***** DOCUMENT EXTRACT *****

Ah, it's good to be back to flogging again. My Gundown giveaway isn't getting the downloads I'd hoped for, but they are happening slowly. I hope you'll consider it--the page with download links is here.
Submissions welcome. If you’d like a fresh look at your opening chapter or prologue, please email your submission to me re the directions at the bottom of this post.
The Flogometer challenge: can you craft a first page that compels me to turn to the next page? Caveat: Please keep in mind that this is entirely subjective.
Note: all the Flogometer posts are here.
What's a first page in publishingland? In a properly formatted novel manuscript (double-spaced, 1-inch margins, 12-point type, etc.) there should be about 16 or 17 lines on the first page (first pages of chapters/prologues start about 1/3 of the way down the page). Directions for submissions are below—they include a request to post the rest of the chapter, but that’s optional.
A word about the line-editing in these posts: it’s “one-pass” editing, and I don’t try to address everything, which is why I appreciate the comments from the FtQ tribe. In a paid edit, I go through each manuscript three times.
Before you rip into today’s submission, consider this checklist of first-page ingredients from my book, Mastering the Craft of Compelling Storytelling. While it's not a requirement that all of these elements must be on the first page, they can be, and I think you have the best chance of hooking a reader if they are.
Download a free PDF copy here.
Were I you, I'd examine my first page in the light of this list before submitting to the Flogometer. I use it on my own work.
A First-page Checklist
- It begins to engage the reader with the character
- Something is wrong/goes wrong or challenges the character
- The character desires something.
- The character takes action. Can be internal or external action: thoughts, deeds, emotions. This does NOT include musing about whatever.
- There’s enough of a setting to orient the reader as to where things are happening.
- It happens in the NOW of the story.
- Backstory? What backstory? We’re in the NOW of the story.
- Set-up? What set-up? We’re in the NOW of the story.
- The one thing it must do: raise a story question.
Caveat: a first page can succeed without including all of these possibilities. They are simply tools you can use. In particular, a strong first-person voice with the right content can raise powerful story questions and a create page turn without doing all of the above. On the other hand, testing pages with the checklist no matter where they are in a story can help identify where a narrative lags and why it does.
Tony sends the first chapter of a novella, Kelly’s Curse.. The rest of the submission follows the break.
It didn’t take long before Kelly Chamberlain encountered his first bully of the day. Walking on the sidewalk, along the left side of the street, he kept his eyes glued on houses on that side of the street. They appeared to be asleep, and he hoped they’d stay that way. Minutes later, he picked up that distinctive rumble. A sound he dreaded. One of the houses had awakened and began yawning. His nerves tingled as the garage door rose. He shortened his stride, all the while fixating on its open mouth. It probably wouldn’t take long for the bully to show himself. Should he run past the driveway or wait? The mere fact he had to ask himself that question bothered him. Pedestrians normally have the right of way, but that wasn’t in his experience. In the mornings, bullies often exited their driveways without checking for anything or anyone behind them. They were too busy gabbing on their cellphones, fidgeting with their radios or navigation systems, or tending to their badass kids having fits in the back seat. This morning, he chose to stop and give this bully the right of way.

*****

GIVEN TASK 1 -> According to the Flogometer post, about how many lines should the first page of a properly formatted novel manuscript contain?
GIVEN TASK 2 -> Continue the Flogometer post from the point where it stops.
The data after this point is separate material, unrelated to the Flogometer post.

***** DATA SECTION *****

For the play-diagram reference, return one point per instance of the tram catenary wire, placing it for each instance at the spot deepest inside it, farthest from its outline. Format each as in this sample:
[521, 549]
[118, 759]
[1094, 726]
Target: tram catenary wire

*****

EXPECTED OUTPUT 1 -> About 16 or 17 lines.

EXPECTED OUTPUT 2 ->
Seconds later, the bully appeared and coasted down the driveway, his head swiveling from side to side like a spectator at a ping-pong match. Look at that! This guy forgot how to use his brakes this morning. Kelly saw the exact moment when the guy finally spotted him, and what did he see? The guy had the audacity go throw him an annoying stare. What the hell is he looking at? Am I inconveniencing him? Doesn’t he care about anybody other than himself? (snip)
I had mixed feelings about this opening. There is definitely something appealing and a little quirky about it, so there was interest. On the other hand, it doesn’t really raise a story question. Kelly avoids the “bully,” and all seems well.
And there are small but noticeable craft issues—a shift in verb tense, and what feels to me like a little overwriting. I gave it an almost. Notes:
It didn’t take long before Kelly Chamberlain encountered his first bully of the day. Walking on the sidewalk, along the left side of the street, he kept his eyes glued on houses on his that side of the street. They appeared to be asleep, and he hoped they’d stay that way. Added a paragraph break here as the top shifts in time and what’s happening. Interesting way to think about houses in the morning.
Minutes later, he picked up that distinctive rumble. A sound he dreaded. One of the houses had awakened and began begun yawning. His nerves tingled as the garage door rose. He shortened his stride, all the while fixating on its open mouth. (Added another paragraph break.)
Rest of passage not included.